日本 … 金融緩和中。年金も動員しての株高政策実施中。
しかし、円安デメリットを予測できなかったという大失態。
(とはいえ、国際収支はバランスが取れはじめ、
為替変動の影響を受けにくい状況になりつつある。
円安メリットについても、かつてほどの重みがなくなっている)
そして、伝統的に内需大国なのに(GDPの内需が占める割合)、
「日本は貿易大国」という過去の栄光が忘れられない官民が多数、
税制を主に内需軽視の経済政策をごり押し。
その結果はこんな感じに数字に表れています
http://www.bloomberg.co.jp/news/123-NCOS3N6LUTXH01.html
国民の消費マインドはアベノミクス前より悪い気がしますし、
次に消費増税する際は、今度は駆け込み需要も起きなさそう。
というわけで、まとめると金融相場は大成功も、業績相場への移行が危ぶまれる状況。
その他 … イスラム国。エボラ熱。
さて、足元の日本の株価ですが、
金融相場で上昇したはいいものの、景気の先行きに対する判断が揺れてきたようです。
株価とは、3ヶ月先・半年先の企業業績の成長性を反映するものですが、
業績の先行きが不透明となれば、いったん調整するのは避けられなさそうですね。
株価は高ければ高いほど良い、という主義の方も時々お見受けしますが、
根拠のない株高は、災厄をもたらすものです。
サブプライムショックやリーマンショックは、実体経済にも深い傷を残しました。
根拠を失った株高には与しないのも、立派な見識かと。
調整局面というのは、欲しかった株が安く買えるチャンスでもありますので、
株の買い方は大いに歓迎いたしましょうよ
(私なんて4ヶ月も待ちました!! …なので、今さら急ぐこともないけど)
あと、GPIF改革のことを絡めて考えると、
GPIFが買い出動する前に株価が調整して安くなっていることは、
広く国民の利益になることです。
株安の効能も忘れずに、ね♪
VIXもじわじわ上がってきていて、投資マインドも赤の傾向にあるようです。
ご指摘のように、世界的にも、良い話よりも悪い話のほうが多いので、ここからは慎重に進めたほうが良いでしょうね。
私としては、日経平均で1万2千~7千円くらいのレンジで推移すると想定して下がったら買いたい銘柄を決めておこうと思っています。
ストアナさんはかなり下のレンジも想定されているのですね。
私も下がったら買いたい銘柄を決めておこうと思ってます。
こんど、ストアナさんの狙いの銘柄をこっそり教えてください!!
(そして、自分達が買った後で、
みんかぶにダミーアカウントを作成しまくって、
買いPicksを乱立して買い煽りましょうか!?(笑))
>しかし、円安デメリットを予測できなかったという大失態。
これ、本当なんですか???
先の円高時、輸出企業は地産地消を進め、為替のリスクを回避することに努めてきました。
一方、内需関係は円高メリットを堪能したはずです。
この結果より、円安メリットが少なくなるのは承知のはずと思われますが・・・
>貿易相手国の景気が悪けりゃ足を引っ張られ。。
この辺りが効いているように思います。

- 課題の指示:
(1) 日本の株価についての文章をもとに、次の問いに答えること。
(a) 株価は何を反映するものとされているか。
(b) 実体経済に深い傷を残したものとして、何が挙げられているか。
(c) 先の円高時、輸出企業は何を進めたとされているか。
(2) 日本の株価についての文章を、「私としては、日経平均で1万2」という語句のある箇所から始め、「この辺りが効いているように思います。」の後で止めて、一字一句そのまま書き写すこと。
(3) 日本の株価についての文章の続きを、示されている最後の文の後から書くこと。
記録は使わなくてよい。

位置注記の記録
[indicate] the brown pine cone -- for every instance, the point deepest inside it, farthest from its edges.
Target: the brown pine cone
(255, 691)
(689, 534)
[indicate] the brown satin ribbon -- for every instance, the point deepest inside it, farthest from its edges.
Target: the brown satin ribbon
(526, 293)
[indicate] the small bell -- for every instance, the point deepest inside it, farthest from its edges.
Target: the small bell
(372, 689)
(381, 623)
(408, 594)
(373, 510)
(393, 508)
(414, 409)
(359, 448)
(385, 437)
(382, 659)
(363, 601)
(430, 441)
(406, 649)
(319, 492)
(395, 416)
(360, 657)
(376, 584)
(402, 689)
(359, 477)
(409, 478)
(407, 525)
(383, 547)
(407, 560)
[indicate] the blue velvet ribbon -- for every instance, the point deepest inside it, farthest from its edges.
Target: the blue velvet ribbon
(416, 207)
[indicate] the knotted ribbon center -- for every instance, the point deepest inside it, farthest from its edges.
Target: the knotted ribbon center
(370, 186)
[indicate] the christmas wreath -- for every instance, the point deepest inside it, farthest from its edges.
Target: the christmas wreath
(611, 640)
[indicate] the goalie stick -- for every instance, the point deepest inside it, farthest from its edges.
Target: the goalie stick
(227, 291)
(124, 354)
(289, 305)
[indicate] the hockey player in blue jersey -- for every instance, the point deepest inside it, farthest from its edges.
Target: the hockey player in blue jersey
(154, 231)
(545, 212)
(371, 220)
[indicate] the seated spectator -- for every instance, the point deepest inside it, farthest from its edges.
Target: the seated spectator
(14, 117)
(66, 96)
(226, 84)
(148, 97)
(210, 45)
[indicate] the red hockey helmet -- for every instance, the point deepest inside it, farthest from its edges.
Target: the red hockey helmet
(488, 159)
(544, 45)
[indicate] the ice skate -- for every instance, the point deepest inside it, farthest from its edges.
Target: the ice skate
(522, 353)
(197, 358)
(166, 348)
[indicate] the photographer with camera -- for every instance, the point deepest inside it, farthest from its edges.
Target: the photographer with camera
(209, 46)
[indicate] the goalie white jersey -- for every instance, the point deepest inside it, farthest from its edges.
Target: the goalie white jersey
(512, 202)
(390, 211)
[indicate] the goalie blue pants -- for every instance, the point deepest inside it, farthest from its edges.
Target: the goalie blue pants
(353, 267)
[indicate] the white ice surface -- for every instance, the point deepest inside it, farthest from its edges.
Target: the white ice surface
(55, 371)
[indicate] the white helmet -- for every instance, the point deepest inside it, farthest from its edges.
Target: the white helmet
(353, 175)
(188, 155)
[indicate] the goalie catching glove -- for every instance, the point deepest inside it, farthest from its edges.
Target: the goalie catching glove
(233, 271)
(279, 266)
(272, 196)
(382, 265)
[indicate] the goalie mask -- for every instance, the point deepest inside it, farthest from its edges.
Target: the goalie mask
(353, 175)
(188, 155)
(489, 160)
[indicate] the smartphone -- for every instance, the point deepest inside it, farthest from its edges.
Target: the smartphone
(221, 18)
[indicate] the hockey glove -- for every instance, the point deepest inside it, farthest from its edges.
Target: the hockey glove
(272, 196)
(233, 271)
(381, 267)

- 課題別の解答:
(1)
(a) 3ヶ月先・半年先の企業業績の成長性
(b) サブプライムショックとリーマンショック
(c) 地産地消

(2)
私としては、日経平均で1万2千~7千円くらいのレンジで推移すると想定して下がったら買いたい銘柄を決めておこうと思っています。
ストアナさんはかなり下のレンジも想定されているのですね。
私も下がったら買いたい銘柄を決めておこうと思ってます。
こんど、ストアナさんの狙いの銘柄をこっそり教えてください!!
(そして、自分達が買った後で、
みんかぶにダミーアカウントを作成しまくって、
買いPicksを乱立して買い煽りましょうか!?(笑))
>しかし、円安デメリットを予測できなかったという大失態。
これ、本当なんですか???
先の円高時、輸出企業は地産地消を進め、為替のリスクを回避することに努めてきました。
一方、内需関係は円高メリットを堪能したはずです。
この結果より、円安メリットが少なくなるのは承知のはずと思われますが・・・
>貿易相手国の景気が悪けりゃ足を引っ張られ。。
この辺りが効いているように思います。

(3)
>そして、伝統的に内需大国なのに(GDPの内需が占める割合)、
「日本は貿易大国」という過去の栄光が忘れられない官民が多数、
税制を主に内需軽視の経済政策をごり押し。
これが現状ですか・・・
日経平均は結局、米国に連動しているのかと?
(NASDAQは9月半ばから売り長の様相)
鋭いツッコミありがとうございます
> これ、本当なんですか???
> この結果より、円安メリットが少なくなるのは承知のはずと思われますが・・・
実は、円安デメリットに「気が付いていなかったフリ(演技)」で円安を推し進めたのではないか、と私は分析しています。
貿易赤字と経常黒字がうまいことバランスしているので、
日本国全体でみると為替変動のインパクトは大きくありません。
内容を細かく見てみると、
円高メリットについては主に輸入企業、内需や一般家庭が享受しましたが、
円安メリットについては、主に海外に連結子会社を持つ企業や、外貨建ての資産を持つ富裕層が享受します。
つまり、円安は(悪い言葉で例えますが)
「貧乏人をより貧乏に、金持ちをより金持ちに」します。
イオンやマクドナルドの大苦戦も、円安デメリットも関係していると思います。
そして、GDPの大半を占める内需については、
給与生活している世帯の可処分所得の推移を見ると非常に現状も先行きも厳しいです。こんな厳しい数字が出てても、来年に消費増税したいようですし。
一方で、海外からの配当がある大企業や富裕層については、
まあこれからもいろいろと政府が優遇措置を考えてくれるとのことなので、
ますます国内で金を使わずに海外資産を買うことに金を使うことになると思います。
> 日経平均は結局、米国に連動しているのかと?
何に連動するのかは難しいですが、
資金が流入する・流出するという相場の動きは、世界共通の部分が大きいと思います。
絶対的な株価水準については、日本企業の1株利益と、日本経済の成長性、金利の3つが主要因になるのかと思います。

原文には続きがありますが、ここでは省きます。